TASK REQUIREMENTS: Print the material below word for word and leave out the pictures.

Records of point placement:
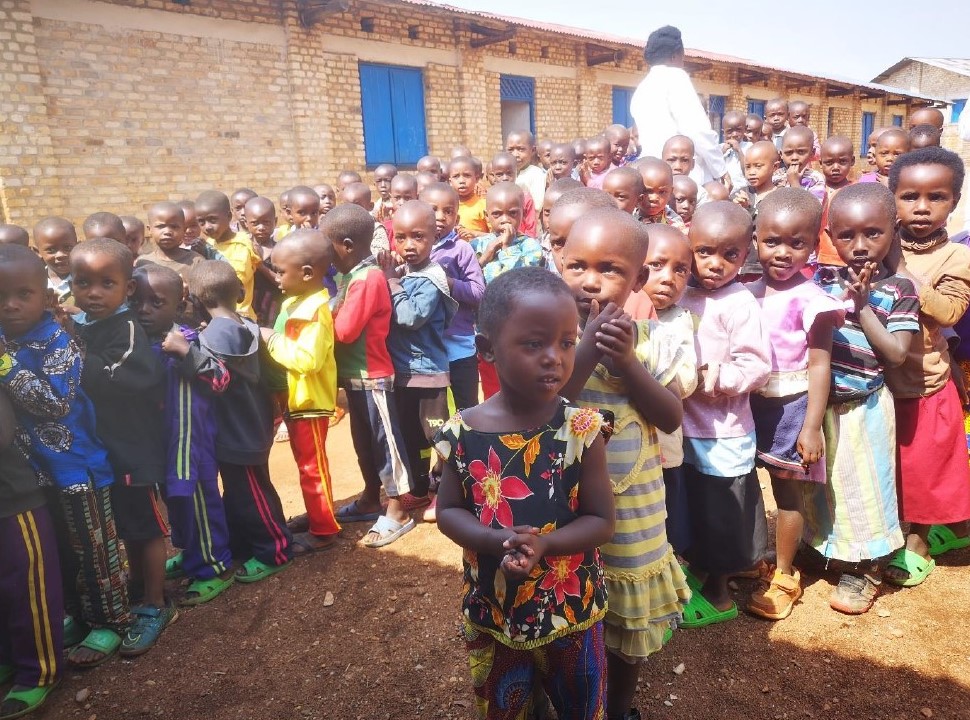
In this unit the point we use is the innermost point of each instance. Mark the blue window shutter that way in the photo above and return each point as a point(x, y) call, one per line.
point(407, 104)
point(958, 108)
point(621, 106)
point(868, 125)
point(375, 101)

FINAL ANSWER:
In this unit the point we use is the innermost point of each instance. Mark the blue window shutter that way in the photo above and return each point as a point(x, y) call, one per line.
point(407, 104)
point(958, 108)
point(621, 106)
point(868, 125)
point(375, 101)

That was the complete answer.